===== Source records
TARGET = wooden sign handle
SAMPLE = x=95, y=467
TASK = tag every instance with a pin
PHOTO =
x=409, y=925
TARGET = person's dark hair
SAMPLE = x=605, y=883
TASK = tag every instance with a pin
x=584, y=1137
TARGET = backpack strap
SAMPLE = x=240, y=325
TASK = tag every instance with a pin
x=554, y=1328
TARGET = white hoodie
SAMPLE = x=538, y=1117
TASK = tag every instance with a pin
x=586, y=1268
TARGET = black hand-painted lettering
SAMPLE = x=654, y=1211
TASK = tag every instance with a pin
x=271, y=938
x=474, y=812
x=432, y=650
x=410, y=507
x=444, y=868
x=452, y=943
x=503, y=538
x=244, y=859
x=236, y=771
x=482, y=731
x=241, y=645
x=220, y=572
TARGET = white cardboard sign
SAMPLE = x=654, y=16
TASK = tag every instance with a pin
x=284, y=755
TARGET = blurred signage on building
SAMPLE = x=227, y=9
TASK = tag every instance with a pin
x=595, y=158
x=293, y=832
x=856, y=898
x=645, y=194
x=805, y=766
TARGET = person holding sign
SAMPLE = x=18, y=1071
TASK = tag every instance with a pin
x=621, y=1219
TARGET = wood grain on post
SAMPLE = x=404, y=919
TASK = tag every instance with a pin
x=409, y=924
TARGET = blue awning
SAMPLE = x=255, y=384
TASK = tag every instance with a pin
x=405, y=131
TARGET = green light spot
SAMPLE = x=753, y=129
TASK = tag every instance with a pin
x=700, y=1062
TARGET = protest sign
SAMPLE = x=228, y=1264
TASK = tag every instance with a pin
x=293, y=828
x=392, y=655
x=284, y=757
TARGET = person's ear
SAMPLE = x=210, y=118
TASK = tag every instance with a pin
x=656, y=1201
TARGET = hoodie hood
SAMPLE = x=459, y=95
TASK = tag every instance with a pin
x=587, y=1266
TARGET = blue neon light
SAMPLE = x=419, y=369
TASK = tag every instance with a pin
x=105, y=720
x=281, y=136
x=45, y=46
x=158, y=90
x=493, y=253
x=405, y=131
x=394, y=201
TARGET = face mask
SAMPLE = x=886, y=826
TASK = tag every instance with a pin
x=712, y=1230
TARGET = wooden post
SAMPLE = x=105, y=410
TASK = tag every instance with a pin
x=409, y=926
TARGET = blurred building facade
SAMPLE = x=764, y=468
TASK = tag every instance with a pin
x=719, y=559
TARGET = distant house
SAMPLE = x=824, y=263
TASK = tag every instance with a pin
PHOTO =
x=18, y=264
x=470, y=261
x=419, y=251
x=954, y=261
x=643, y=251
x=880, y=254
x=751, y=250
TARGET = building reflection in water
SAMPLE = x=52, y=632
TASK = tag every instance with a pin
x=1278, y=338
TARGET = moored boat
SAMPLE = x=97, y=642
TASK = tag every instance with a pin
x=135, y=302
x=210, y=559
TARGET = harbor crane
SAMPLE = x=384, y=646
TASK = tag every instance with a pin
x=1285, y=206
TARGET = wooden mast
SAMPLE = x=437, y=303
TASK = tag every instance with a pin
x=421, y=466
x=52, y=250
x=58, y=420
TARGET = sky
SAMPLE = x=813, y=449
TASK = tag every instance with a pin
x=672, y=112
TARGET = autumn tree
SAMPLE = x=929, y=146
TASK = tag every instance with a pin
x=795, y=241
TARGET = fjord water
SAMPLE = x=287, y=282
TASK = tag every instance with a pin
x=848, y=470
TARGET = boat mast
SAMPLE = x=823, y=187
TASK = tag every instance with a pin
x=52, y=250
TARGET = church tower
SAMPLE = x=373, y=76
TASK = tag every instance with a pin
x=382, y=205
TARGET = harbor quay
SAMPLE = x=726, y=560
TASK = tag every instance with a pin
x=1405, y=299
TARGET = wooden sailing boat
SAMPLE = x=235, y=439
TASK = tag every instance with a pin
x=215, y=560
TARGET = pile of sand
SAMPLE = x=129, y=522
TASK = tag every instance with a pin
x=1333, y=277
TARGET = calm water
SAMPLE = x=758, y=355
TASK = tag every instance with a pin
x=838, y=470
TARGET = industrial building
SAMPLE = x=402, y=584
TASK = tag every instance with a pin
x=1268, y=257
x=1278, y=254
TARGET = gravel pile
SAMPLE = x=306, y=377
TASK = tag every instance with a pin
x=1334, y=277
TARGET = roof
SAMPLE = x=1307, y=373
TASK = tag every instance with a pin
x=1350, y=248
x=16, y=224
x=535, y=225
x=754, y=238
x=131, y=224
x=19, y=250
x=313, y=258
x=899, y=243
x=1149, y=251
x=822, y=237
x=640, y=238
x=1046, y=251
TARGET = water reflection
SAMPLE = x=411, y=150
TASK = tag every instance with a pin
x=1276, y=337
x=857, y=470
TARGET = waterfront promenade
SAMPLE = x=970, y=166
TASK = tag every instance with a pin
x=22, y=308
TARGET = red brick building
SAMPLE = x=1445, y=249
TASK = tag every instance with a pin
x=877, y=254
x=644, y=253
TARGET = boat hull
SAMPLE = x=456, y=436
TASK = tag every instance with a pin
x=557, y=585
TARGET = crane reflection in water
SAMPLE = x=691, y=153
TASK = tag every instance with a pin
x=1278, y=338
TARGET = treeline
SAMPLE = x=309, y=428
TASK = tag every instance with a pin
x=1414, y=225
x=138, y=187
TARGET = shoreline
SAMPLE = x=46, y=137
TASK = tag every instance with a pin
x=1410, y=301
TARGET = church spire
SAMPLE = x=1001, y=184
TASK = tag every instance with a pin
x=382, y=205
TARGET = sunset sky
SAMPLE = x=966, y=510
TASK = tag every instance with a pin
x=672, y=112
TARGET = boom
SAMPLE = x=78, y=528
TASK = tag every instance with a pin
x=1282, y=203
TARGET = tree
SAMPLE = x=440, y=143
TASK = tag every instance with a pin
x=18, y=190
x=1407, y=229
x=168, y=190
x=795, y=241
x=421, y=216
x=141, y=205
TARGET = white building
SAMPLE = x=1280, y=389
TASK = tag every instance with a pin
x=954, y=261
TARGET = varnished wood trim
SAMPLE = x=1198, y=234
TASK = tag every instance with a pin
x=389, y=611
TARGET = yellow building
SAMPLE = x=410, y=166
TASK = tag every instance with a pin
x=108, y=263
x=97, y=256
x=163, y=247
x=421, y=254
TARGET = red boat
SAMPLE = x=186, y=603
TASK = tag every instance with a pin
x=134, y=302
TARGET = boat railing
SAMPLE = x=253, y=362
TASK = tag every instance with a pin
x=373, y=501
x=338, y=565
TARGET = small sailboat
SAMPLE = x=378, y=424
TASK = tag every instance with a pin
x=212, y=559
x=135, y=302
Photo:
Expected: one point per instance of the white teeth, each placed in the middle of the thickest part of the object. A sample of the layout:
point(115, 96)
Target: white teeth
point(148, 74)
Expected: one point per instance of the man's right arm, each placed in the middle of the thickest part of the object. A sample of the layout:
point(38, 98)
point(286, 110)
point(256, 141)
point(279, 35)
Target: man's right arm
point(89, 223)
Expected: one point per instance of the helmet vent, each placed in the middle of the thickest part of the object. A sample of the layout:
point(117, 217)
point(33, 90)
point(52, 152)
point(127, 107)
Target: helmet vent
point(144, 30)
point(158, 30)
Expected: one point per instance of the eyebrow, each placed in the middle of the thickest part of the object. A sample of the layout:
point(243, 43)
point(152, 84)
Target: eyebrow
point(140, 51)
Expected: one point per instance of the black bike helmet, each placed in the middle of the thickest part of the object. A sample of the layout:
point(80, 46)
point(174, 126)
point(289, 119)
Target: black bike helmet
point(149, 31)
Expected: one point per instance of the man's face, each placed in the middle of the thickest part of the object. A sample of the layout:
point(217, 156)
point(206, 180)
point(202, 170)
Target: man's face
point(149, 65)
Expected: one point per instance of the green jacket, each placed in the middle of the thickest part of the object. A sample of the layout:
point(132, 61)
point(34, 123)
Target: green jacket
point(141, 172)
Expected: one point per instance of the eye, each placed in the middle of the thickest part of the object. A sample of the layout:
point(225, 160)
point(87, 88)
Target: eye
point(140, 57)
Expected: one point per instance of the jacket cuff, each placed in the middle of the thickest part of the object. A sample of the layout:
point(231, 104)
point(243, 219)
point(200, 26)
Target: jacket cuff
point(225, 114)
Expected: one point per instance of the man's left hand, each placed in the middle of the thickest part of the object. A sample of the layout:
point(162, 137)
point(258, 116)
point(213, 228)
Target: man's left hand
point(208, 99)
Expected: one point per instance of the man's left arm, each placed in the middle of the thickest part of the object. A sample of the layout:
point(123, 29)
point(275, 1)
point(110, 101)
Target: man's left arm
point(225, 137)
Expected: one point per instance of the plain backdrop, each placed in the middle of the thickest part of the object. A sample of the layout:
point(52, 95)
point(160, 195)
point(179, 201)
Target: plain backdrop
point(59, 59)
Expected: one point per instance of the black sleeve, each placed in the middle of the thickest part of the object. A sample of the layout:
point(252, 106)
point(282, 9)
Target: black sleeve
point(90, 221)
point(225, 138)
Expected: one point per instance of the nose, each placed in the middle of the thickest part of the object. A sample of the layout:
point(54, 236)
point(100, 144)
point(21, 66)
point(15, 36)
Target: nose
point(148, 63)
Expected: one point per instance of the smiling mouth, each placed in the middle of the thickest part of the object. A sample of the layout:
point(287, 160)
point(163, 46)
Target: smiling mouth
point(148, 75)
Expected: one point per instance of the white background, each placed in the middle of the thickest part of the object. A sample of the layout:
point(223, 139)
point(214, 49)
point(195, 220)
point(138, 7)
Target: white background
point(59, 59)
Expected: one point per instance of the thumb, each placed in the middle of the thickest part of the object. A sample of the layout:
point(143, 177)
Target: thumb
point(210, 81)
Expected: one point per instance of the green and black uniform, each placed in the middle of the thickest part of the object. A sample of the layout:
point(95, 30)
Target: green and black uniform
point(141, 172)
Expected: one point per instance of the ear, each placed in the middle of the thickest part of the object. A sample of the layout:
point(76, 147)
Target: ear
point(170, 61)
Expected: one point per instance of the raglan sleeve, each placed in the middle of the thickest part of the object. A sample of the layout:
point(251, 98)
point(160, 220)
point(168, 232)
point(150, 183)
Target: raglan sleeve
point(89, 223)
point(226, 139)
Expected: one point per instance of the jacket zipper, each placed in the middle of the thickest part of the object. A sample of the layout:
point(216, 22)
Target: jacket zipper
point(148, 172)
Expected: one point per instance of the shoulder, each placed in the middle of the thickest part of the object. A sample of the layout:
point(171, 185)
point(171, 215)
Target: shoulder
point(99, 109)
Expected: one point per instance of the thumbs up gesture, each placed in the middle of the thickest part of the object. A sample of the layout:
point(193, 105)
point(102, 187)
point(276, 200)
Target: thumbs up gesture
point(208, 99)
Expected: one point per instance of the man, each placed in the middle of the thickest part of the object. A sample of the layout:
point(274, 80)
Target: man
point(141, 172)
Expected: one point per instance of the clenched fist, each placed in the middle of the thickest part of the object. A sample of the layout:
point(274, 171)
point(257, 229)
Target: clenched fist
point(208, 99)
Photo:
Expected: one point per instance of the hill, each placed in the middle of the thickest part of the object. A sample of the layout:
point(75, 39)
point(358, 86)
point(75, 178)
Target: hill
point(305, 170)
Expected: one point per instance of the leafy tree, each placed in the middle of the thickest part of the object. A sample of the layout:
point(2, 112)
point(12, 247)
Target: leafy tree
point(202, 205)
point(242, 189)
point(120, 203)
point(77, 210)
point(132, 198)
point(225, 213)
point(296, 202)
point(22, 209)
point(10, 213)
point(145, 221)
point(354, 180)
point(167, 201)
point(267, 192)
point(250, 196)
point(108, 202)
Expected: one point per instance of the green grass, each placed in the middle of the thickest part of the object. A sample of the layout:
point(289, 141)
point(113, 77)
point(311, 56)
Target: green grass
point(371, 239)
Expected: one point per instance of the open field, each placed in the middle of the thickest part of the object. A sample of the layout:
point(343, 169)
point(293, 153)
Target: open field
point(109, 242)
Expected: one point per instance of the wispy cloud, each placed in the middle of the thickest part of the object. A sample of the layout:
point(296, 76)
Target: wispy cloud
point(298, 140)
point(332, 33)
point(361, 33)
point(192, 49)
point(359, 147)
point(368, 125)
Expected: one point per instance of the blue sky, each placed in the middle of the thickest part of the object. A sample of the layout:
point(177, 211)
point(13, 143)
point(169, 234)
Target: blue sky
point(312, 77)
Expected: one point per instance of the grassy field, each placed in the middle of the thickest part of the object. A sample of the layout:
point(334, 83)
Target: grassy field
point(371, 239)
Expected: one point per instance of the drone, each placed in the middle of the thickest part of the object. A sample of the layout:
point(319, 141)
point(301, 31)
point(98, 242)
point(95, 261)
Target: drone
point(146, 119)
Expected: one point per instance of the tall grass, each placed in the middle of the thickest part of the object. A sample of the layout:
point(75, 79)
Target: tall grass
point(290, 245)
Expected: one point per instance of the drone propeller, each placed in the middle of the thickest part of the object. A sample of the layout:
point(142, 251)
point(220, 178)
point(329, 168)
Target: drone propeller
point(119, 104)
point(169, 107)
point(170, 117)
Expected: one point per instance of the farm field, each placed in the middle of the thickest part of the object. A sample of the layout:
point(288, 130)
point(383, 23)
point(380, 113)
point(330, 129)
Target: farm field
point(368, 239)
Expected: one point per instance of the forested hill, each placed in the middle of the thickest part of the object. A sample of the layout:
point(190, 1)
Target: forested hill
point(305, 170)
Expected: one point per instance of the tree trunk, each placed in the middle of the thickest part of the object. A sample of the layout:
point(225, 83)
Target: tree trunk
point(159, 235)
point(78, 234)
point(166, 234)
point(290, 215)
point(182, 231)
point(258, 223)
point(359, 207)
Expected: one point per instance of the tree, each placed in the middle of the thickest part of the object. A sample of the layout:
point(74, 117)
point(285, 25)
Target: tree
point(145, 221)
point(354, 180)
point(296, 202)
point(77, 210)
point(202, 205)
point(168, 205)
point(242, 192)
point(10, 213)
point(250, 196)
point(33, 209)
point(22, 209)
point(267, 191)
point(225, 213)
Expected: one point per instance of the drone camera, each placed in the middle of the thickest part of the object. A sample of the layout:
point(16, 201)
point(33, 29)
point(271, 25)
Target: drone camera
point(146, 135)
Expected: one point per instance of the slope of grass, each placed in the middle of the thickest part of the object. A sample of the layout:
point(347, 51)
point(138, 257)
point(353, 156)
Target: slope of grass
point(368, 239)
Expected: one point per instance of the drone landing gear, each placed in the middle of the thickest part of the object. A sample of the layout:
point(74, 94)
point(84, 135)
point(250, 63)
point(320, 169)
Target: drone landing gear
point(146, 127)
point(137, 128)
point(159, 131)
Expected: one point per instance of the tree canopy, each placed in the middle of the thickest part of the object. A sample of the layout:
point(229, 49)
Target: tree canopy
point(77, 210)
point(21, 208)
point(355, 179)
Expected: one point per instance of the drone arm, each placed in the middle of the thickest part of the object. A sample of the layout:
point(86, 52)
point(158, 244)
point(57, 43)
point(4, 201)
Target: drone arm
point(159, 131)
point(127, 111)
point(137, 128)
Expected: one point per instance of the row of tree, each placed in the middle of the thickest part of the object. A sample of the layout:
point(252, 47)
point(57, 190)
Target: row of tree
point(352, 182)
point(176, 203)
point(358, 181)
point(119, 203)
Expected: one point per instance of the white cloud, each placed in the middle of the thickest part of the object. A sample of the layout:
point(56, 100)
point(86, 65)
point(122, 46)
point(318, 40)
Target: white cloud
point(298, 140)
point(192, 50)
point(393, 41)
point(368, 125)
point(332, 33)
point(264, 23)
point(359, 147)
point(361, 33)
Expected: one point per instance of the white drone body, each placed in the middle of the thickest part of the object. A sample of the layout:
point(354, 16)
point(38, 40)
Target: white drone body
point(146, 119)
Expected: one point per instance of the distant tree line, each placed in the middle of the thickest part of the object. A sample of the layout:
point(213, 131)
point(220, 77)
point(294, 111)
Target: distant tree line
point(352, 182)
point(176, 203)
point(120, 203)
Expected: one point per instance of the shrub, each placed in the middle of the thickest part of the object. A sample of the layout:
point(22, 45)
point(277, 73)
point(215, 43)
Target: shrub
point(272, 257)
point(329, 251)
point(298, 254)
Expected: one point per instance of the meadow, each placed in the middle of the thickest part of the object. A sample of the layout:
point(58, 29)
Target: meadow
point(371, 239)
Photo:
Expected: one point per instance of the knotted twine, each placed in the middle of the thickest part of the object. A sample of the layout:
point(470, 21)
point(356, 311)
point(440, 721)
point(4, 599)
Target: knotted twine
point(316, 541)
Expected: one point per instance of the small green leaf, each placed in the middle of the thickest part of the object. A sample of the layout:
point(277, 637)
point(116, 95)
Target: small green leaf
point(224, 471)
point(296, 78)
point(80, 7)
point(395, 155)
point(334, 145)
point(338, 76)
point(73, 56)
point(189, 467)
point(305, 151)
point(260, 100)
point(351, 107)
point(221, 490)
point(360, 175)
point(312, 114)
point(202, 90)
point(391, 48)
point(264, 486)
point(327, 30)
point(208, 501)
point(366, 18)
==========
Task directions
Every line that holds the word "church" should be copied from the listing.

Answer for this exercise
TARGET = church tower
TARGET = church spire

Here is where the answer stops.